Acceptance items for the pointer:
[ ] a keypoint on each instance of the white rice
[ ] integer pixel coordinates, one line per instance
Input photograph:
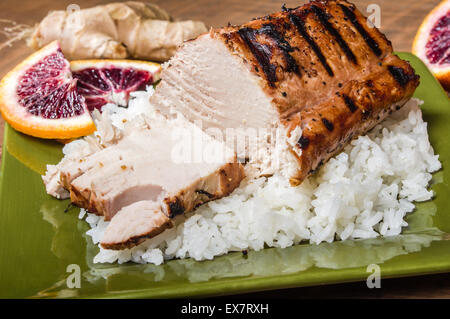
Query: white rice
(364, 192)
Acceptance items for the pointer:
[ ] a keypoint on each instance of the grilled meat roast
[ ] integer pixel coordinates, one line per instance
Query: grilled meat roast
(318, 73)
(319, 67)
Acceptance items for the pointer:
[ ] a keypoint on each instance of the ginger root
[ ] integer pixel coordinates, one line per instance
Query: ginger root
(116, 31)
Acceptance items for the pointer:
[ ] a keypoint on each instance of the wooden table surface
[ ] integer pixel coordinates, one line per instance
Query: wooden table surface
(399, 21)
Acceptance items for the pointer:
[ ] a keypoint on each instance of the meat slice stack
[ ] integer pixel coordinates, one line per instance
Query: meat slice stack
(159, 169)
(318, 70)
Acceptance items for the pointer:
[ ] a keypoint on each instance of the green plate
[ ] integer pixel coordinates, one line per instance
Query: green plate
(39, 241)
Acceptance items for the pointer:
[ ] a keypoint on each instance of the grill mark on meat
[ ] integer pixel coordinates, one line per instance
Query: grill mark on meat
(271, 31)
(399, 75)
(323, 19)
(328, 124)
(373, 45)
(260, 52)
(349, 103)
(175, 207)
(301, 28)
(303, 142)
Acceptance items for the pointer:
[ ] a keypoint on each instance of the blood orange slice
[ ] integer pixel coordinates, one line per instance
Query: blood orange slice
(432, 42)
(111, 81)
(39, 97)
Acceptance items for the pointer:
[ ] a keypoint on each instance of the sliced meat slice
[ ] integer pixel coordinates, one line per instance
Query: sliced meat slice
(158, 171)
(135, 223)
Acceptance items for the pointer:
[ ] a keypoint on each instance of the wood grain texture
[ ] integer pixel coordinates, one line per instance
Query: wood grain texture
(399, 21)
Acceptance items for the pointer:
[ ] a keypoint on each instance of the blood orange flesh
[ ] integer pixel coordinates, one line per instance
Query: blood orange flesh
(112, 81)
(39, 97)
(438, 45)
(432, 42)
(47, 90)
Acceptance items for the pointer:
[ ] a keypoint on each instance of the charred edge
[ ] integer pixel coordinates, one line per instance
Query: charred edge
(248, 36)
(349, 102)
(300, 25)
(328, 124)
(303, 142)
(271, 31)
(373, 45)
(203, 192)
(323, 18)
(399, 75)
(284, 9)
(175, 207)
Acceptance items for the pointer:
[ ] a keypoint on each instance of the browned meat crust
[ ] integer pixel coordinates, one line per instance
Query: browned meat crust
(161, 223)
(354, 110)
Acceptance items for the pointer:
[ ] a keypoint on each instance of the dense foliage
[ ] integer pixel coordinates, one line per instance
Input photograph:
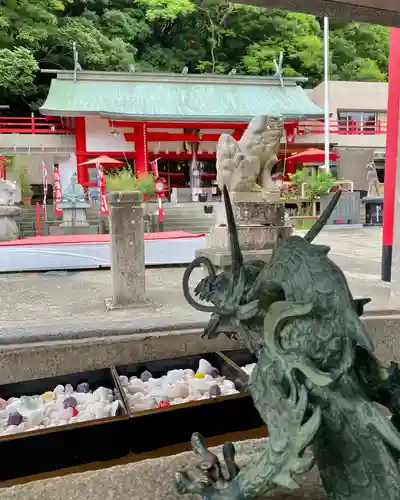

### Exercise prompt
All of the entries above should be copied exactly, except for the pictures.

### Result for this exercise
Acceptance items for the pointer:
[ ] a keypoint on each instance of the white rice
[ ] integer pixel coordinates, one line per instance
Input photograph:
Query: white rice
(364, 192)
Acceptance items for the pointer:
[ ] a keypoint on each instance of the grilled meat roast
[ ] integer pixel coordinates, one line per instance
Query: grilled meat roast
(318, 73)
(319, 67)
Acceptance items for the pointer:
[ ] a keypoint on each instance of the ginger root
[ ] integer pixel coordinates, one line per instance
Query: ginger root
(116, 31)
Acceptance items for the pointer:
[ ] a keypoint on each instance of the wooden table surface
[ ] integer pixel coordinates, one line per instance
Query: wooden table surface
(399, 21)
Acceptance items for the pointer:
[ ] a keypoint on each instance of the meat slice stack
[ ] integer pixel coordinates, one line per instance
Query: meat slice stack
(159, 169)
(318, 70)
Acceptance items for the pointer:
[ ] a keypoint on each instance of the green plate
[ ] integer pixel coordinates, one line per instance
Query: green plate
(39, 241)
Acceptance items for the pointer:
[ ] a keypoint on each instance of the grill mark on meat
[ ] integer pixel coordinates, one line per instance
Query: grill mark on meat
(271, 31)
(399, 75)
(323, 19)
(328, 124)
(373, 45)
(260, 52)
(349, 103)
(175, 207)
(301, 28)
(303, 142)
Acceptance items for the pointer:
[ ] a keypoint on each instance of the blood orange slice
[ ] integer pixel coordinates, one line per instance
Query: blood orange slice
(432, 42)
(111, 81)
(39, 97)
Acceptance items for the pointer:
[ ] a keypoint on each instance of the sliced meat slice
[ ] integer pixel coordinates, one line per instance
Query: sliced meat slice
(158, 171)
(135, 223)
Acceptance items for the pointer:
[ ] a keypoint on each instance of the wood grain texture
[ ] integer pixel coordinates, one line per instance
Query: wood grain texture
(399, 21)
Acceptance items for the pointer:
[ ] a keypoint on each instance of the blood orange flesh
[ ] integer pixel coordinates, one line per instance
Query: blood orange flesh
(112, 81)
(39, 97)
(438, 45)
(432, 42)
(47, 90)
Acceptance items for the pointer:
[ ] a keypoint on each instance of the charred edge
[ ] integer pixel coordinates, one line per instance
Query: charred edge
(248, 36)
(349, 102)
(300, 25)
(328, 124)
(303, 142)
(271, 31)
(373, 45)
(203, 192)
(323, 18)
(399, 75)
(284, 9)
(175, 207)
Acceptance items for the pointer:
[ ] a keypoint on each instance of the browned meat crust
[ ] integer pixel coordinates, one line per instance
Query: browned meat crust
(161, 223)
(354, 110)
Acceptance items for the pointer:
[ ] a keypoint on each instance of the dense foliage
[ ] integer pixel coordinates, one line per instance
Input photograph:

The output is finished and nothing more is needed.